*WHAT IS EXPECTED*.
For each line below that contains the string "fort", copy that line.

[Stored entries]
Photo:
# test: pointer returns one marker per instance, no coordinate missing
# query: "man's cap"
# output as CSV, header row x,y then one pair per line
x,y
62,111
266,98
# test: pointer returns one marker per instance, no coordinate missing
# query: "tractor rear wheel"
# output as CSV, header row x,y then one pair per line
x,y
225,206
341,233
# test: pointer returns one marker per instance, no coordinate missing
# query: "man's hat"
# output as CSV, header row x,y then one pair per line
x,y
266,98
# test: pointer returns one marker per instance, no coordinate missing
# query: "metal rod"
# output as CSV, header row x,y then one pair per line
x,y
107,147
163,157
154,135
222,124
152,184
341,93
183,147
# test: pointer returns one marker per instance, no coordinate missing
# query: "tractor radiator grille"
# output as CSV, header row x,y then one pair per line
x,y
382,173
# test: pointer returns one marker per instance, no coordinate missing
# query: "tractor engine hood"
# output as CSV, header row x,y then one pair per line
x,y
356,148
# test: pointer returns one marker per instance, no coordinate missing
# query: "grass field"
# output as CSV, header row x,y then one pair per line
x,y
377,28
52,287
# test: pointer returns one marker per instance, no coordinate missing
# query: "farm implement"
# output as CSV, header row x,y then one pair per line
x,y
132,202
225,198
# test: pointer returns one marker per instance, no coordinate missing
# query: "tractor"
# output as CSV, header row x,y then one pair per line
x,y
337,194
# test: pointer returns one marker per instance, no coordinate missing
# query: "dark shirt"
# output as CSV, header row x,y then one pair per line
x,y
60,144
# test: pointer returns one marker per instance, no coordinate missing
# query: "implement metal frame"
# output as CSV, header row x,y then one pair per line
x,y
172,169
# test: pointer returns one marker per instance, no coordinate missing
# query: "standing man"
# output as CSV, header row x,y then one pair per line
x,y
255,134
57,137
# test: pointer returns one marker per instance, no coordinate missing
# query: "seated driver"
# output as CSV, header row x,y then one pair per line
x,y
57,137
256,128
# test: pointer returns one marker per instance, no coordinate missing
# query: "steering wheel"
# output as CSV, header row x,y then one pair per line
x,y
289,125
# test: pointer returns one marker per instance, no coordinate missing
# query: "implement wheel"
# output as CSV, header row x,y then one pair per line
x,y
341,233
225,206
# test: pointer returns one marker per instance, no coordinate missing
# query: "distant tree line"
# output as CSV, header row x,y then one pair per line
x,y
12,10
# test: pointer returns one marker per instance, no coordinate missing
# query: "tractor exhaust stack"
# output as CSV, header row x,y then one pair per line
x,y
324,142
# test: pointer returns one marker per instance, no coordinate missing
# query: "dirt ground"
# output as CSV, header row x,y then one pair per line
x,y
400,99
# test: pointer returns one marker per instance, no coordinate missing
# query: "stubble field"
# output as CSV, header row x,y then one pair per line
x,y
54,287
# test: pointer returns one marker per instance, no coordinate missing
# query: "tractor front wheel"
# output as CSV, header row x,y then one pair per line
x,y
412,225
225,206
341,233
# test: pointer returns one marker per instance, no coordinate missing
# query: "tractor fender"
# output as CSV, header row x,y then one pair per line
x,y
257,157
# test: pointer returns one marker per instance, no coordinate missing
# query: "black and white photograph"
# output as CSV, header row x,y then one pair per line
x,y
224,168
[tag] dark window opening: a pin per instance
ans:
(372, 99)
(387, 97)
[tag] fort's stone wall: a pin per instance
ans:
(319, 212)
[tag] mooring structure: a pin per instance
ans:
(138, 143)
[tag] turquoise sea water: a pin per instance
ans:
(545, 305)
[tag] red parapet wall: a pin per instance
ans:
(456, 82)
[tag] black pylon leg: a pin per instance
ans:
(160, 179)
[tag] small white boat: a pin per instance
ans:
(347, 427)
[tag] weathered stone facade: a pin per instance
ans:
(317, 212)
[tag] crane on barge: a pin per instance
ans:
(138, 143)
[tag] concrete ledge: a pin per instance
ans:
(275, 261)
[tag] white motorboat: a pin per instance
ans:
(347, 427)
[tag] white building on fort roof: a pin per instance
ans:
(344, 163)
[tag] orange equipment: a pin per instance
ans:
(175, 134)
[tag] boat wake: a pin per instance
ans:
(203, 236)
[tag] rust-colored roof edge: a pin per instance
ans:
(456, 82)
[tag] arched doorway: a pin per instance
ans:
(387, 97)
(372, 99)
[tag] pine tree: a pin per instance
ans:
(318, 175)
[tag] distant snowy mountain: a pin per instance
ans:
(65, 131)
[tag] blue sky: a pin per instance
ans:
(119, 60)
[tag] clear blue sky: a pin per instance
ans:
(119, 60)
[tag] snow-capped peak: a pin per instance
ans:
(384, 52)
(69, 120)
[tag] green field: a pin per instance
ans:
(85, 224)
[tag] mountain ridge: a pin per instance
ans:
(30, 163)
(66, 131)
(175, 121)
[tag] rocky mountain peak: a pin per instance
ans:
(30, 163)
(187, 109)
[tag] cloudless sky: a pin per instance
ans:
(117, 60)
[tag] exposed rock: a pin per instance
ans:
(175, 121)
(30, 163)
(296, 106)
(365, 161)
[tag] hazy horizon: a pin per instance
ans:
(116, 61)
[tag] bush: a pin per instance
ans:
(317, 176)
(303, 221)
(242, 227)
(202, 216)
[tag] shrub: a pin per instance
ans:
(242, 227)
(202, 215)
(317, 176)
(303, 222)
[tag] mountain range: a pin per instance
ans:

*ANSWER SECTION*.
[tag] fort's stone wall: a pin per instance
[tag] white building on fort roof: a pin per instance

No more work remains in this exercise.